Strider SNG - This Thing ROCKS!!! A Brief Review w/ CRK Comparisons... (Pic Heavy)

Great review, seems like an awesome knife! But at that price points we really shouldn't see the issues you saw.

I don't expect and accept those at any price point.
My CRKT $17 Drifter is perfect and I exchanged my Böker Trance and is now perfect as well.
 
I don't expect and accept those at any price point.
My CRKT $17 Drifter is perfect and I exchanged my Böker Trance and is now perfect as well.

Just understand that this was my first Strider, and what I thought were F&F "issues" were actually purposeful design choices with the exception of the hand-stamped logo. Each of these make perfect sense to me now that I understand the functionality they provide. And regarding the hand-stamp, I don't have an issue with it now at all now that it was an actual human adding the mark vs. a machine. How often to you get that nowadays?? Besides, you don't really notice it with out a magnifying glass or macro lens anyway, but I actually like knowing it was hand-stamped.
 
http://www.emersonknives.com/ekKnifeAnatomy.php

It's how the Walker liner lock is suppose to be; what is STR talking about?

People get lost in the translations all the time. Sometimes when I try to convey what I'm picturing in my head it does not come across. Basically its like this. The link you provide shows the correct and incorrect lock up by one person's standard. What I see there is a picture showing the bare minimum requirement and what would be wrong if done that way on the other side and thats a bit deceptive because you can play with tolerances some and still be correct in building it. Let me explain. Look at that picture. Note the pic on the left showing where the correct spot the lock should connect at the arrow. Look to the right and note that the lock has two arrows and shows what would look like a 'full lock contact' touching the lock near the mid line of the pivot. This is incorrect. No liner or frame lock should have contact at or near the mid line of the pivot as this leads to what we term blade roll or where the lock connects but the blade seemingly rolls on the lock sort of up and down. Some of you that purchased the Buck Strider 881 models that exhibited this blade roll can attest to what happens when the lock connects too close to the mid line of the pivot. Many times I had a 881 or 880 model Buck mailed to me and all it took to correct the lock up and eliminate this blade roll was to simply wipe out the part of the lock that was connecting the blade near the pivot.

--- SET EXERCISE A ---
Answer these questions about the knife review thread:
(i) What price is given for the CRKT Drifter?
(ii) Which of the perceived fit-and-finish "issues" on the first Strider was not a purposeful design choice?
(iii) What term is used for the problem that comes from a liner or frame lock making contact at or near the mid line of the pivot?

--- DATA SHOWN ---
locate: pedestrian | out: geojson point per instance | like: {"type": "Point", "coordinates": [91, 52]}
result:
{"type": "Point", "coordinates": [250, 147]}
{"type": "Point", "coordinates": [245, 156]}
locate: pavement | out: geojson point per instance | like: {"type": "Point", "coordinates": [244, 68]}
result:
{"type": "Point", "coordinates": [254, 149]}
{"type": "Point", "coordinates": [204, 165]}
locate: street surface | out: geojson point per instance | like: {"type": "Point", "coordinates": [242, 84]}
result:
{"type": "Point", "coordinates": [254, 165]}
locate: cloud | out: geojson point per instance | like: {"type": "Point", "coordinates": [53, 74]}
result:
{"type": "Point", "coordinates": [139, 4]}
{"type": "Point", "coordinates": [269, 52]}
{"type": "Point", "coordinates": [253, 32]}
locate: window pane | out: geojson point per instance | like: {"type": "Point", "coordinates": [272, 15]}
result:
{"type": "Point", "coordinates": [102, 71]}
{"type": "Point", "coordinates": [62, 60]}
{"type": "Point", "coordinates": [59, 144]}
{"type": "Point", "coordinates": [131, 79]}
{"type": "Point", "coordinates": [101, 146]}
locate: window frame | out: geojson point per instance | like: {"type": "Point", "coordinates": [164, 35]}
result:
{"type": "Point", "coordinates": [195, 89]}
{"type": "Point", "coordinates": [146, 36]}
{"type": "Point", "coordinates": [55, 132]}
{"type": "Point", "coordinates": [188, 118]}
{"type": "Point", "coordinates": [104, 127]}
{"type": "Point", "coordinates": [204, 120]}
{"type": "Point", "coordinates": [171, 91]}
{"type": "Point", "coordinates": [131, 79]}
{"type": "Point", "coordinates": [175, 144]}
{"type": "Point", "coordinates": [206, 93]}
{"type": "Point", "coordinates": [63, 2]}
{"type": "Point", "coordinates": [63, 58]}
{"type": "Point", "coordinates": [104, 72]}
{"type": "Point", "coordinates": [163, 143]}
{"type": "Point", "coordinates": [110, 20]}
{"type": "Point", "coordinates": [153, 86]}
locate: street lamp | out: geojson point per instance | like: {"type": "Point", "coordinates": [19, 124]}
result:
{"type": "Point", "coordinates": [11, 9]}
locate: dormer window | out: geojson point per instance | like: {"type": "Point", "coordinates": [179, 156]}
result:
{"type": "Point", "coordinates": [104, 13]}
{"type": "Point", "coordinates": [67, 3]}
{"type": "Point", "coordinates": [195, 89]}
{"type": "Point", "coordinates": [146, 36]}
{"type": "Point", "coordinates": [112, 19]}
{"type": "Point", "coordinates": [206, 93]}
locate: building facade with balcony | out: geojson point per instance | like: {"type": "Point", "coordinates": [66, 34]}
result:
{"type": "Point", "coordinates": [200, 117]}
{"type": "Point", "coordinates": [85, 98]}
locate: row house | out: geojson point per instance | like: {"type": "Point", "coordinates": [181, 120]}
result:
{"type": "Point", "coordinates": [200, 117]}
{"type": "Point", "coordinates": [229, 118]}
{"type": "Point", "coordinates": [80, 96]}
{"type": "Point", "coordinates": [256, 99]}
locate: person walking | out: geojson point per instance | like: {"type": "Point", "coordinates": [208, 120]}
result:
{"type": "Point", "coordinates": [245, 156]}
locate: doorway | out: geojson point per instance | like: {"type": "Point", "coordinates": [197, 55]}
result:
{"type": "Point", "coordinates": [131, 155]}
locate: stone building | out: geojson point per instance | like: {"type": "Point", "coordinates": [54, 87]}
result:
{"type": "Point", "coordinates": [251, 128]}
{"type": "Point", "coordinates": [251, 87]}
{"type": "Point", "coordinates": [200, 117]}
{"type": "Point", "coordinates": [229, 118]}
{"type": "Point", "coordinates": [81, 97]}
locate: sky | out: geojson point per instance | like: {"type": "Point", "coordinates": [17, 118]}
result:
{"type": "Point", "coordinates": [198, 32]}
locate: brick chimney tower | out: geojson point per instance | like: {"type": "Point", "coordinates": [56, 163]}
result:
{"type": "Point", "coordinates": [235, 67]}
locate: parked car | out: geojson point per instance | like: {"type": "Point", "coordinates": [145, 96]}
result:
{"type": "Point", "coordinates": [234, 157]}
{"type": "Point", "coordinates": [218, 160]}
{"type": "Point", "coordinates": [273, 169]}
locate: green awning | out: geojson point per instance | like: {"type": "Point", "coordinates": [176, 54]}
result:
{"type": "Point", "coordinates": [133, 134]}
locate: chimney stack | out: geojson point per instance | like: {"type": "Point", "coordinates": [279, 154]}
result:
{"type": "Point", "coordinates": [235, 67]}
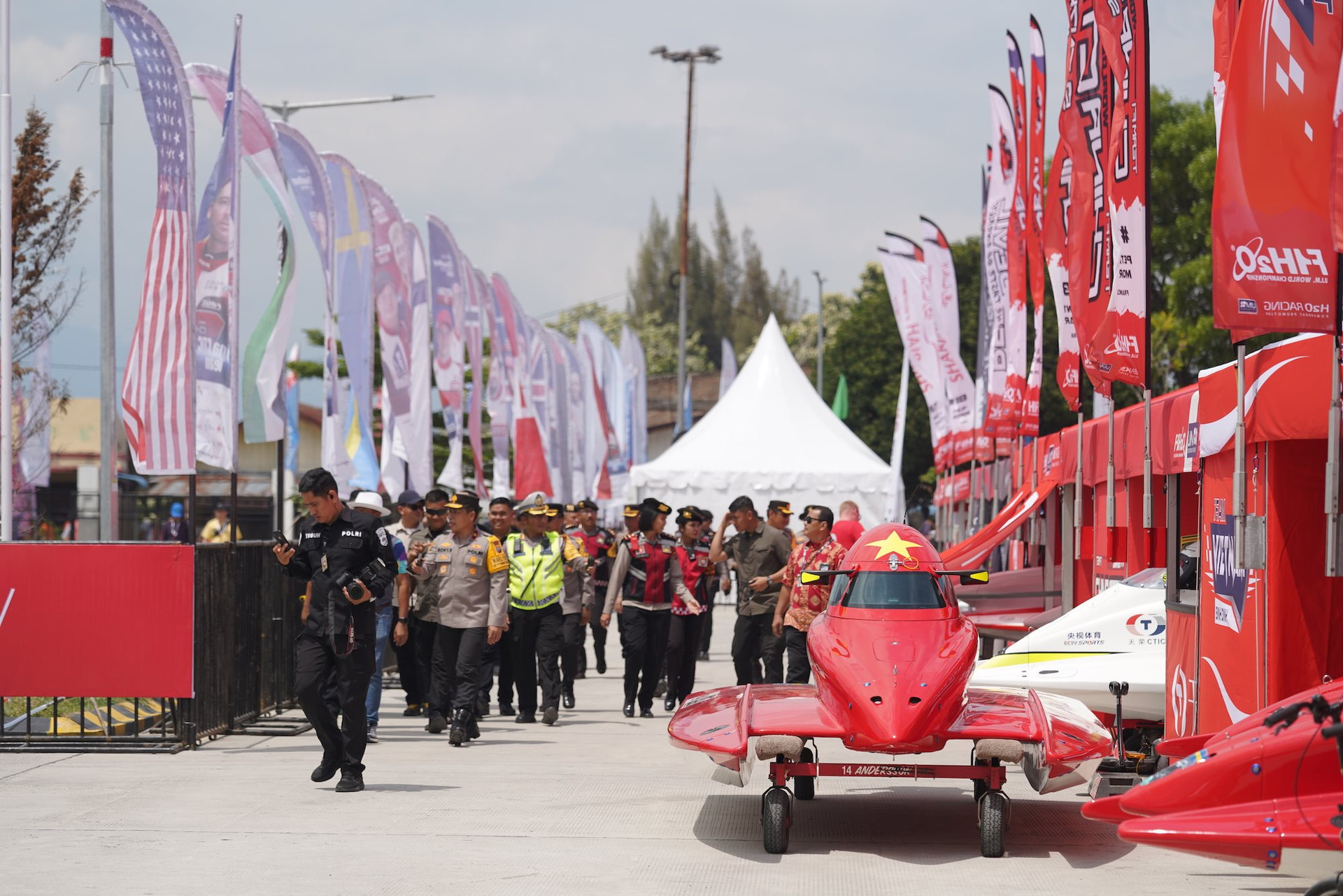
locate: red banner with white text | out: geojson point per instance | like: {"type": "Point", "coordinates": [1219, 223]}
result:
{"type": "Point", "coordinates": [1274, 257]}
{"type": "Point", "coordinates": [1084, 124]}
{"type": "Point", "coordinates": [121, 626]}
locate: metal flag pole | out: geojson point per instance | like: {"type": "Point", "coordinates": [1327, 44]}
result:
{"type": "Point", "coordinates": [1077, 490]}
{"type": "Point", "coordinates": [1109, 462]}
{"type": "Point", "coordinates": [821, 334]}
{"type": "Point", "coordinates": [7, 531]}
{"type": "Point", "coordinates": [1147, 458]}
{"type": "Point", "coordinates": [108, 299]}
{"type": "Point", "coordinates": [1331, 469]}
{"type": "Point", "coordinates": [236, 265]}
{"type": "Point", "coordinates": [1239, 476]}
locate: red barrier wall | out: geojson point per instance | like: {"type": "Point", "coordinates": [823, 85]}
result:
{"type": "Point", "coordinates": [1181, 671]}
{"type": "Point", "coordinates": [96, 620]}
{"type": "Point", "coordinates": [1305, 606]}
{"type": "Point", "coordinates": [1232, 669]}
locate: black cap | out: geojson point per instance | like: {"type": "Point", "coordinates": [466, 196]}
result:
{"type": "Point", "coordinates": [537, 507]}
{"type": "Point", "coordinates": [457, 500]}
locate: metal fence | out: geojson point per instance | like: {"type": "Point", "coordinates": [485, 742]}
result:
{"type": "Point", "coordinates": [246, 620]}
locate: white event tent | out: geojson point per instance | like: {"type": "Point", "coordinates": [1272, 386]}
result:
{"type": "Point", "coordinates": [769, 437]}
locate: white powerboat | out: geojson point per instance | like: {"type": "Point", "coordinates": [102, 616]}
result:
{"type": "Point", "coordinates": [1116, 636]}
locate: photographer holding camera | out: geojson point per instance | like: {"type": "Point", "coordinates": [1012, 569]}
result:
{"type": "Point", "coordinates": [350, 560]}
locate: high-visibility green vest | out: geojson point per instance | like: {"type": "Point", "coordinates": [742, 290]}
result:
{"type": "Point", "coordinates": [535, 571]}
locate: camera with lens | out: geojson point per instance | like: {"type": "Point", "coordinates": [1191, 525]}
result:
{"type": "Point", "coordinates": [346, 579]}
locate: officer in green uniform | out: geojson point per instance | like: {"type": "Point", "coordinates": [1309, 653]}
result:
{"type": "Point", "coordinates": [537, 623]}
{"type": "Point", "coordinates": [468, 571]}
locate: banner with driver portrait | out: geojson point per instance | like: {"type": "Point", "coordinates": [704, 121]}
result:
{"type": "Point", "coordinates": [128, 636]}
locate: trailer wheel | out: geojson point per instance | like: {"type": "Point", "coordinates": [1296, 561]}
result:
{"type": "Point", "coordinates": [993, 814]}
{"type": "Point", "coordinates": [805, 788]}
{"type": "Point", "coordinates": [1330, 887]}
{"type": "Point", "coordinates": [776, 818]}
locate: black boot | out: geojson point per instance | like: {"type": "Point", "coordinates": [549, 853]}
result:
{"type": "Point", "coordinates": [461, 720]}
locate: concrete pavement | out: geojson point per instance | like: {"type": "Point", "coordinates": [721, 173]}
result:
{"type": "Point", "coordinates": [599, 804]}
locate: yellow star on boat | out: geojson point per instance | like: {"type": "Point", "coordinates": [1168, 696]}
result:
{"type": "Point", "coordinates": [892, 544]}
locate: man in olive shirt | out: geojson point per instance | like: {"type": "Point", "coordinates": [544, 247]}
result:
{"type": "Point", "coordinates": [760, 554]}
{"type": "Point", "coordinates": [470, 573]}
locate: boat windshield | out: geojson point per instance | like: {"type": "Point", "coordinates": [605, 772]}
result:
{"type": "Point", "coordinates": [1154, 579]}
{"type": "Point", "coordinates": [892, 591]}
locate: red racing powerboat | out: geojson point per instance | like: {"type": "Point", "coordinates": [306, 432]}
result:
{"type": "Point", "coordinates": [892, 656]}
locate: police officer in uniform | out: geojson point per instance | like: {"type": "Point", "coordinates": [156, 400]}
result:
{"type": "Point", "coordinates": [576, 604]}
{"type": "Point", "coordinates": [503, 519]}
{"type": "Point", "coordinates": [470, 573]}
{"type": "Point", "coordinates": [337, 546]}
{"type": "Point", "coordinates": [644, 579]}
{"type": "Point", "coordinates": [599, 544]}
{"type": "Point", "coordinates": [692, 553]}
{"type": "Point", "coordinates": [535, 586]}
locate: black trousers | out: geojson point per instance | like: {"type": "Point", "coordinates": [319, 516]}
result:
{"type": "Point", "coordinates": [313, 661]}
{"type": "Point", "coordinates": [423, 640]}
{"type": "Point", "coordinates": [683, 652]}
{"type": "Point", "coordinates": [500, 655]}
{"type": "Point", "coordinates": [800, 665]}
{"type": "Point", "coordinates": [457, 660]}
{"type": "Point", "coordinates": [571, 653]}
{"type": "Point", "coordinates": [537, 640]}
{"type": "Point", "coordinates": [645, 648]}
{"type": "Point", "coordinates": [706, 627]}
{"type": "Point", "coordinates": [407, 668]}
{"type": "Point", "coordinates": [754, 641]}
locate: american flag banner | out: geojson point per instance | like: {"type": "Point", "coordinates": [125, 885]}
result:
{"type": "Point", "coordinates": [157, 392]}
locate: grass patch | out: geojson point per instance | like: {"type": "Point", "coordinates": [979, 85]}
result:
{"type": "Point", "coordinates": [48, 707]}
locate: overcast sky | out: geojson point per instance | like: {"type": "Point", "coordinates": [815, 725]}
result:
{"type": "Point", "coordinates": [553, 129]}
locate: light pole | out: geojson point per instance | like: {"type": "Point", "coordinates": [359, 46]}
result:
{"type": "Point", "coordinates": [286, 109]}
{"type": "Point", "coordinates": [708, 54]}
{"type": "Point", "coordinates": [821, 334]}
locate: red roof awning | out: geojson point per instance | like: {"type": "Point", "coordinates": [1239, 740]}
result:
{"type": "Point", "coordinates": [970, 553]}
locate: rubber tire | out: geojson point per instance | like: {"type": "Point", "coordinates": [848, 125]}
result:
{"type": "Point", "coordinates": [776, 818]}
{"type": "Point", "coordinates": [805, 788]}
{"type": "Point", "coordinates": [993, 820]}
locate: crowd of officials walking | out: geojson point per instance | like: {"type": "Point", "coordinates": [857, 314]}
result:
{"type": "Point", "coordinates": [470, 605]}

--- SET EXERCISE B ---
In the records, quote every line starting at the one that contains "locate: black trousers" and ending at the last line of the records.

--- FULL ANSWER A ---
(i) $17.
(ii) The hand-stamped logo.
(iii) Blade roll.

--- FULL ANSWER B ---
locate: black trousers | out: geojson point per instance | like: {"type": "Point", "coordinates": [319, 516]}
result:
{"type": "Point", "coordinates": [313, 661]}
{"type": "Point", "coordinates": [423, 640]}
{"type": "Point", "coordinates": [683, 652]}
{"type": "Point", "coordinates": [500, 655]}
{"type": "Point", "coordinates": [800, 665]}
{"type": "Point", "coordinates": [457, 660]}
{"type": "Point", "coordinates": [571, 653]}
{"type": "Point", "coordinates": [537, 640]}
{"type": "Point", "coordinates": [645, 648]}
{"type": "Point", "coordinates": [706, 627]}
{"type": "Point", "coordinates": [407, 668]}
{"type": "Point", "coordinates": [754, 641]}
locate: american flag banner | out: geojson point per instance | like: {"type": "Point", "coordinates": [125, 885]}
result:
{"type": "Point", "coordinates": [157, 392]}
locate: grass patch | out: geojson point per instance | like: {"type": "Point", "coordinates": [979, 85]}
result:
{"type": "Point", "coordinates": [48, 707]}
locate: overcast sky | out: geojson point per instance | like: {"type": "Point", "coordinates": [815, 725]}
result:
{"type": "Point", "coordinates": [553, 129]}
locate: light pole | out: geojson point per instance | like: {"type": "Point", "coordinates": [359, 46]}
result:
{"type": "Point", "coordinates": [286, 109]}
{"type": "Point", "coordinates": [708, 54]}
{"type": "Point", "coordinates": [821, 334]}
locate: red roof awning | out: geojson point per instance | like: {"type": "Point", "coordinates": [1239, 740]}
result:
{"type": "Point", "coordinates": [970, 553]}
locate: rubber tire | out: geojson point per instance | like: {"type": "Point", "coordinates": [848, 125]}
result:
{"type": "Point", "coordinates": [776, 818]}
{"type": "Point", "coordinates": [805, 788]}
{"type": "Point", "coordinates": [993, 820]}
locate: crowd of officials walking | out: geojson point per instance | like: {"type": "Point", "coordinates": [857, 314]}
result:
{"type": "Point", "coordinates": [470, 605]}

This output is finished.